Your task>
From the entries below, return exactly the lines beginning at the one that contains "Target: tree line" and ending at the one that contains "782, row 393.", both of them included, and only those lines.

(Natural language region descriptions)
+===+
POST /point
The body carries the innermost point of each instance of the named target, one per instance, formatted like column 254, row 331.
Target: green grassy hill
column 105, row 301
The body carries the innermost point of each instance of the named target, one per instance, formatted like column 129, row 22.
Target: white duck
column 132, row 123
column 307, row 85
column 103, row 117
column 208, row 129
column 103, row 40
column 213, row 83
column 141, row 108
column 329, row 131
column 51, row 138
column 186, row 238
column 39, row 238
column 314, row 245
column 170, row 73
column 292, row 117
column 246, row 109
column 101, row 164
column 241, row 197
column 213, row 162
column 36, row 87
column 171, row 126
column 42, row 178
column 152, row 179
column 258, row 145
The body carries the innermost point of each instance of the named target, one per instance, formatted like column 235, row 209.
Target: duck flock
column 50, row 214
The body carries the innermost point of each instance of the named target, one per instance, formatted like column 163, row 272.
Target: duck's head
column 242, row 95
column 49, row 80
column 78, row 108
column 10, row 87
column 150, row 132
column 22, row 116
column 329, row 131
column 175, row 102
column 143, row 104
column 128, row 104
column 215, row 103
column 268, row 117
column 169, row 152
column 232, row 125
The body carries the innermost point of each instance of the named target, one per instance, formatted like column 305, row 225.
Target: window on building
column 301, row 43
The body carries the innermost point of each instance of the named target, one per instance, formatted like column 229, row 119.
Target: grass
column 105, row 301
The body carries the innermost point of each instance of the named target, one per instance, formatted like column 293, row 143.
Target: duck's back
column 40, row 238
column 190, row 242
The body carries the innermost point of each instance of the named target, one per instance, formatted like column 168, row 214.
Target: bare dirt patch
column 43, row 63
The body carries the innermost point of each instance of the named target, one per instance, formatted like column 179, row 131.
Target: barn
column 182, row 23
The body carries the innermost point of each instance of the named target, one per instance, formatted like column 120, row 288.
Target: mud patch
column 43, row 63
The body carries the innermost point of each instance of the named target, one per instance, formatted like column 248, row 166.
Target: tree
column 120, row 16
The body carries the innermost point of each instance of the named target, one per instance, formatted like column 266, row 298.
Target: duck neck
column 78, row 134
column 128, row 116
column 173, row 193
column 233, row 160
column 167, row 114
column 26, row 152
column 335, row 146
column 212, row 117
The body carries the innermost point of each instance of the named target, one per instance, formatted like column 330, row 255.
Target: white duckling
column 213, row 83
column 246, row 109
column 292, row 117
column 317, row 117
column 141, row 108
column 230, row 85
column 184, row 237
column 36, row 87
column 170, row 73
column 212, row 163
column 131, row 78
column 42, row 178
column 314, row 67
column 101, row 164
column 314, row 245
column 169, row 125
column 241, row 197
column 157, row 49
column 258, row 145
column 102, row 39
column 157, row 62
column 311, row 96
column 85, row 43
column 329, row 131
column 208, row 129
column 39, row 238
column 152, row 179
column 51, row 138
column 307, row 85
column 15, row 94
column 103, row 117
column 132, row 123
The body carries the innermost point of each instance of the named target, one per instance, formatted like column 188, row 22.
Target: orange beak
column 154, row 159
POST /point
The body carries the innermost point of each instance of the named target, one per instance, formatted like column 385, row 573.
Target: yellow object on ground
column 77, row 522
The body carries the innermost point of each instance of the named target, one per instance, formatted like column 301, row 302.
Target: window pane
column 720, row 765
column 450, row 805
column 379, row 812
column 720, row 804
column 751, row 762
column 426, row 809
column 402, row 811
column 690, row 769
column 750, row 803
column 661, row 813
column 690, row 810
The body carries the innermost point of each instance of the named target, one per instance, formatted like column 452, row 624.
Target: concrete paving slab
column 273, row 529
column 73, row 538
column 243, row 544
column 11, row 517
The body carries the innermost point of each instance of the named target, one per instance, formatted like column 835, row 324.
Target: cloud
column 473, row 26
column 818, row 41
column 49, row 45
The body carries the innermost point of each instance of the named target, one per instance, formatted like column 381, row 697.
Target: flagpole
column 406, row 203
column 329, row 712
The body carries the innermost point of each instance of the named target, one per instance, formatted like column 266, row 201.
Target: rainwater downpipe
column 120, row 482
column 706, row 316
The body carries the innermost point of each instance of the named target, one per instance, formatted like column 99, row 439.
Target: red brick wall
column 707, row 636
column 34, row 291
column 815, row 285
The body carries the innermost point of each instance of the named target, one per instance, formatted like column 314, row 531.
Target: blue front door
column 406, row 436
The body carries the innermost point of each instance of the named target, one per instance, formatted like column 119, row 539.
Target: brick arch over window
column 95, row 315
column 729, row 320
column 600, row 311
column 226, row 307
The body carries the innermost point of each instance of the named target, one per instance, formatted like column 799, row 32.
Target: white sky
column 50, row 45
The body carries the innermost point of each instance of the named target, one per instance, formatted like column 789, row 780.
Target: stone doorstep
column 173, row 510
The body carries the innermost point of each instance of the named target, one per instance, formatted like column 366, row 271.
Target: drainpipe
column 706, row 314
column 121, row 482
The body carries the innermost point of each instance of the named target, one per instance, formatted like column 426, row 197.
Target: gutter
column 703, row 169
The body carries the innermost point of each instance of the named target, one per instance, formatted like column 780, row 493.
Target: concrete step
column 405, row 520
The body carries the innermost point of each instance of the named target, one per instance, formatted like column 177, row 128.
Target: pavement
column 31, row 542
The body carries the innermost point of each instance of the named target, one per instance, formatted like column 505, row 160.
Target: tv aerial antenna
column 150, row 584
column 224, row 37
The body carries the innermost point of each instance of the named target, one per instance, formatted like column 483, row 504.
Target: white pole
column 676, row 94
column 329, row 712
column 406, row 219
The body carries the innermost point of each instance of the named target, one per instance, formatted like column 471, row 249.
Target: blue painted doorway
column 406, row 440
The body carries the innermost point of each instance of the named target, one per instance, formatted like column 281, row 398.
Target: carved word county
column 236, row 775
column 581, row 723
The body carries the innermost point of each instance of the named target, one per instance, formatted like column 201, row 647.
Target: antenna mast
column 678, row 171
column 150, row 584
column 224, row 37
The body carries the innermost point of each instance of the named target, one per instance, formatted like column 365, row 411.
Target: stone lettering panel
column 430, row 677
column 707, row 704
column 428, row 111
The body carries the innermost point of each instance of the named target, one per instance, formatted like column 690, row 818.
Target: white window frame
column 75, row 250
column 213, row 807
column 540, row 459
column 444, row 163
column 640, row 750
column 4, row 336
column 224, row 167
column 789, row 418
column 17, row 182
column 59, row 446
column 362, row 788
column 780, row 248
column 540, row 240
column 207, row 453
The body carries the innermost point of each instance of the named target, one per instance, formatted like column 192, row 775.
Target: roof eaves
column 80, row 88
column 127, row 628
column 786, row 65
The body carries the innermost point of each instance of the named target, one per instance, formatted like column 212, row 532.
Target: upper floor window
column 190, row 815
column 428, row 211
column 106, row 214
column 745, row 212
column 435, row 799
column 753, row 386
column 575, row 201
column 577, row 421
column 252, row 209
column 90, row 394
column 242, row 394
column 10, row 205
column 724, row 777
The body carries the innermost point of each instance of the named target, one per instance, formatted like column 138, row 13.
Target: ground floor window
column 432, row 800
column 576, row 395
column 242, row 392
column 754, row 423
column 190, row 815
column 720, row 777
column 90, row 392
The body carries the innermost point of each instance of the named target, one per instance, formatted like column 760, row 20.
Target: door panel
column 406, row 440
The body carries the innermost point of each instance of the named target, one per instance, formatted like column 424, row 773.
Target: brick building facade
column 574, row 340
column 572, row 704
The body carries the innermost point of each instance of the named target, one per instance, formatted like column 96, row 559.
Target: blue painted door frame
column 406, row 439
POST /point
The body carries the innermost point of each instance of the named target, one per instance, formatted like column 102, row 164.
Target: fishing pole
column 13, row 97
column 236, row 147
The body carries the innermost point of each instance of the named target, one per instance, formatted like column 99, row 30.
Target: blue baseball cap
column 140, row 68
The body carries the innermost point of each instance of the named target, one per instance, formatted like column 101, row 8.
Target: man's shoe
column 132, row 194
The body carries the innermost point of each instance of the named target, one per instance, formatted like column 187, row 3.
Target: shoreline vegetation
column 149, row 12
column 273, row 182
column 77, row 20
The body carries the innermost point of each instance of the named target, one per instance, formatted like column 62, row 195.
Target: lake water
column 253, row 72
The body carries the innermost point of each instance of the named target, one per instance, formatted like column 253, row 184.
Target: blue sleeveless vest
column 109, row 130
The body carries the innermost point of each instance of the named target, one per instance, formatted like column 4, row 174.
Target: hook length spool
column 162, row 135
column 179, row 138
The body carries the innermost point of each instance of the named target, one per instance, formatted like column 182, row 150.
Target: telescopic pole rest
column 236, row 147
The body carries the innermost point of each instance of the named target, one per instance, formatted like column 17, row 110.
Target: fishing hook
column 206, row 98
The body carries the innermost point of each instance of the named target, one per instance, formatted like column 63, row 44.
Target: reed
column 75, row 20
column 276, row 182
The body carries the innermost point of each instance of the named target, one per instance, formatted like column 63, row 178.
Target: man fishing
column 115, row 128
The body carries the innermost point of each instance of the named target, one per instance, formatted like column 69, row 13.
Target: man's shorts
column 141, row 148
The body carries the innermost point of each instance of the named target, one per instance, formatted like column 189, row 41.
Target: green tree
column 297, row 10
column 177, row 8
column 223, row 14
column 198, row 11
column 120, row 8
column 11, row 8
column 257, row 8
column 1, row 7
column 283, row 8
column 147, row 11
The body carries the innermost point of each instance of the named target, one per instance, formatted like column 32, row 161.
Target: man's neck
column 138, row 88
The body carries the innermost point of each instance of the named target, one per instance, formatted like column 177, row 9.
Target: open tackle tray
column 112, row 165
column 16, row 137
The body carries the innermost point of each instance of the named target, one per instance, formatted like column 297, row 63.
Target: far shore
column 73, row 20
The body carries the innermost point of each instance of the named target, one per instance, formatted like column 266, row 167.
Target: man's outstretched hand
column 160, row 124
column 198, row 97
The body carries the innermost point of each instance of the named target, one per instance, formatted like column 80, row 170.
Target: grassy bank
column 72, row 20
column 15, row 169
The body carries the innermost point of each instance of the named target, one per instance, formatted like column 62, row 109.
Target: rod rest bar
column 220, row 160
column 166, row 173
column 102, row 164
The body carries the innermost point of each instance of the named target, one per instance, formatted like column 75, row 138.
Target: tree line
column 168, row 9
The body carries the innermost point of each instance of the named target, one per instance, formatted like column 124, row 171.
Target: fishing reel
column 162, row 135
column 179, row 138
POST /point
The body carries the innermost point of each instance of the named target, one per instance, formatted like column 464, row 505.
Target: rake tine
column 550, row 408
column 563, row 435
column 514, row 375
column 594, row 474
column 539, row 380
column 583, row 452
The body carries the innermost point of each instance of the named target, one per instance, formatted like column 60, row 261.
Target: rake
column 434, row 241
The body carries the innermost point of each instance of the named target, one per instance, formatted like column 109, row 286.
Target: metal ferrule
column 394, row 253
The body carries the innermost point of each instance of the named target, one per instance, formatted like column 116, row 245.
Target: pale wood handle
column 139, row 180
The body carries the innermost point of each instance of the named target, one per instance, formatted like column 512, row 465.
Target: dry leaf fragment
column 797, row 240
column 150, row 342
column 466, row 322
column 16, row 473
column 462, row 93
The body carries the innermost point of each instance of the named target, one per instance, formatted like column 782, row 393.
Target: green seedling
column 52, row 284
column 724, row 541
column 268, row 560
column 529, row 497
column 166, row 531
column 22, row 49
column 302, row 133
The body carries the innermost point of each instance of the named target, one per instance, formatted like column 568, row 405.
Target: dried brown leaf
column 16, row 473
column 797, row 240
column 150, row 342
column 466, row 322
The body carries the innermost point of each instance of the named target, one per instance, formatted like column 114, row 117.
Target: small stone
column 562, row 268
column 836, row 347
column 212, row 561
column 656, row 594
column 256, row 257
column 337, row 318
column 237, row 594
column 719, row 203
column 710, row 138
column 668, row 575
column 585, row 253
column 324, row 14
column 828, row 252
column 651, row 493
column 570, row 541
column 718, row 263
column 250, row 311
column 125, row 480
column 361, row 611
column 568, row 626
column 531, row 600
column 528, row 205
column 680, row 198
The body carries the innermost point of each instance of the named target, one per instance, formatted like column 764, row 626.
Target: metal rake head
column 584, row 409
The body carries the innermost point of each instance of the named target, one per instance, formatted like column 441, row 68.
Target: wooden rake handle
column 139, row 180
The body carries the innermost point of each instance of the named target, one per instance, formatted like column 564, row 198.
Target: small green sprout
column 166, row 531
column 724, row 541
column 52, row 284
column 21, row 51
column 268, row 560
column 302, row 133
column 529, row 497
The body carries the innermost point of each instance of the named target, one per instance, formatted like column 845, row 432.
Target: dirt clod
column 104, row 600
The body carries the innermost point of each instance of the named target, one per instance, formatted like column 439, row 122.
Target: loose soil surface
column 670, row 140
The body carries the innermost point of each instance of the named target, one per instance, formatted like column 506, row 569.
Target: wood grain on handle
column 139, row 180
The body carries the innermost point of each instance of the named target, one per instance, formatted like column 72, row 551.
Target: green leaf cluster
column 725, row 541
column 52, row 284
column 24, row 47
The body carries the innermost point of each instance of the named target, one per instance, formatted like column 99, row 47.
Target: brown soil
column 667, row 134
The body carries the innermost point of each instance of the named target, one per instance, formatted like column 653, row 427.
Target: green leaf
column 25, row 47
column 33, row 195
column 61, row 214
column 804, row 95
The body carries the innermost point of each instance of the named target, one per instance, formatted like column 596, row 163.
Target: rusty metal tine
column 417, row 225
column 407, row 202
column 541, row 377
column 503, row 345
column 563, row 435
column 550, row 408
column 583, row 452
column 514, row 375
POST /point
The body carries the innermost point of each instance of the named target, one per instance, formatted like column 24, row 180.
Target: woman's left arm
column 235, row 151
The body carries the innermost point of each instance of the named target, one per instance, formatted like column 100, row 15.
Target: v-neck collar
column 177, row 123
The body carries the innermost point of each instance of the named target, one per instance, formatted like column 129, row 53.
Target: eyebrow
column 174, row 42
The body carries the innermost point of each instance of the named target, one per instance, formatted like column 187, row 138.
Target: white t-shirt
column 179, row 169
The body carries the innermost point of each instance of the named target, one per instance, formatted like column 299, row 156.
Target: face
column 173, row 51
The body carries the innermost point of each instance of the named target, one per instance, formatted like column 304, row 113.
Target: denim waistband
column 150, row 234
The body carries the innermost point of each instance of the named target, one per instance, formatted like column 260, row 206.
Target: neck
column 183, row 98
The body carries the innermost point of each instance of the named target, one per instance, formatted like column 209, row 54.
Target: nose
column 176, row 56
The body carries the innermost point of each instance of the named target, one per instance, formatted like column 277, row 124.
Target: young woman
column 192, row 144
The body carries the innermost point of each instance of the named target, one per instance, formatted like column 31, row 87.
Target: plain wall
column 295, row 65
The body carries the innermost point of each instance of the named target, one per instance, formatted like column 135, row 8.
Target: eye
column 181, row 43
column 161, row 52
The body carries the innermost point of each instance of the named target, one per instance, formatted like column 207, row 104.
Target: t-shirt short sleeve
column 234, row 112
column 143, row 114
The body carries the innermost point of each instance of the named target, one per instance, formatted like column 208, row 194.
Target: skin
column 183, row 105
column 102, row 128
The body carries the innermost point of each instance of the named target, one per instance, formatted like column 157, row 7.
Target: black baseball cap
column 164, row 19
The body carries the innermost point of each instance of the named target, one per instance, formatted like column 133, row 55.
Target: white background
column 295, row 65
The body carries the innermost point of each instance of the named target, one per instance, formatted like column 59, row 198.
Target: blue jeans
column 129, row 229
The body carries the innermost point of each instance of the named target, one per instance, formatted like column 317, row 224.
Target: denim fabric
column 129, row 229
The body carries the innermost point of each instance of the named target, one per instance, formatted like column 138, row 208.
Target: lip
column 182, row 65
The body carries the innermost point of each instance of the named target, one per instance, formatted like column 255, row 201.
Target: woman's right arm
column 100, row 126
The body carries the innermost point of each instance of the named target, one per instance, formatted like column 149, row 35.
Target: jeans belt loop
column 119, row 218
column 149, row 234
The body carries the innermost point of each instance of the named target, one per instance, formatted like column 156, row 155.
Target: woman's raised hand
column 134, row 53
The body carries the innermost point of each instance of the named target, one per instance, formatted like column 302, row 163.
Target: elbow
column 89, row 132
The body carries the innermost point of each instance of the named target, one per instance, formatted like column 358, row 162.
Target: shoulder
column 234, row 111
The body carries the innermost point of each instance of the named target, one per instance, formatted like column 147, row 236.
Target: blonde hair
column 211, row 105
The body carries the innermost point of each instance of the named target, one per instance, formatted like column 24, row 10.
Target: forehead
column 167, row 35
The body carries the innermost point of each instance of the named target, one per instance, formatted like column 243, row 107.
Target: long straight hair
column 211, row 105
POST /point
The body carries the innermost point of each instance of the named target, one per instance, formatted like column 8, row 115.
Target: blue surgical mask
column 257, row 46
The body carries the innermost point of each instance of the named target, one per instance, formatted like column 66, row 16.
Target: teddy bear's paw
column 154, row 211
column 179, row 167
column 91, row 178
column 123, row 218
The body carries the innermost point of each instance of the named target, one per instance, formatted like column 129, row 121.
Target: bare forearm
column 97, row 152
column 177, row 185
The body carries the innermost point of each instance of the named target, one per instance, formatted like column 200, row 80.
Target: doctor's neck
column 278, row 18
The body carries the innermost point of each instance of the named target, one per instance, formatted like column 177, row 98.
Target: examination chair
+===+
Exercise result>
Target: tree line
column 168, row 9
The body carries the innermost point of each instance of the named target, one per instance, formatted like column 124, row 171.
Target: fishing reel
column 162, row 135
column 179, row 138
POST /point
The body carries the innermost point of each instance of the named target, one per instance, formatted like column 464, row 505.
Target: rake tine
column 550, row 408
column 563, row 435
column 514, row 375
column 594, row 474
column 539, row 380
column 583, row 452
The body carries the innermost point of each instance of the named target, one per instance, formatted like column 60, row 261.
Target: rake
column 434, row 241
The body carries the innermost point of each instance of the named target, one per instance, formatted like column 109, row 286.
Target: metal ferrule
column 394, row 253
The body carries the innermost point of each instance of the named target, one per instance, formatted like column 116, row 245.
Target: pale wood handle
column 139, row 180
The body carries the innermost point of each instance of the named target, one per instance, formatted like column 512, row 465.
Target: dry leaf fragment
column 797, row 240
column 150, row 342
column 466, row 322
column 16, row 473
column 462, row 93
The body carries the innermost point of each instance of the named target, one per instance, formatted like column 782, row 393.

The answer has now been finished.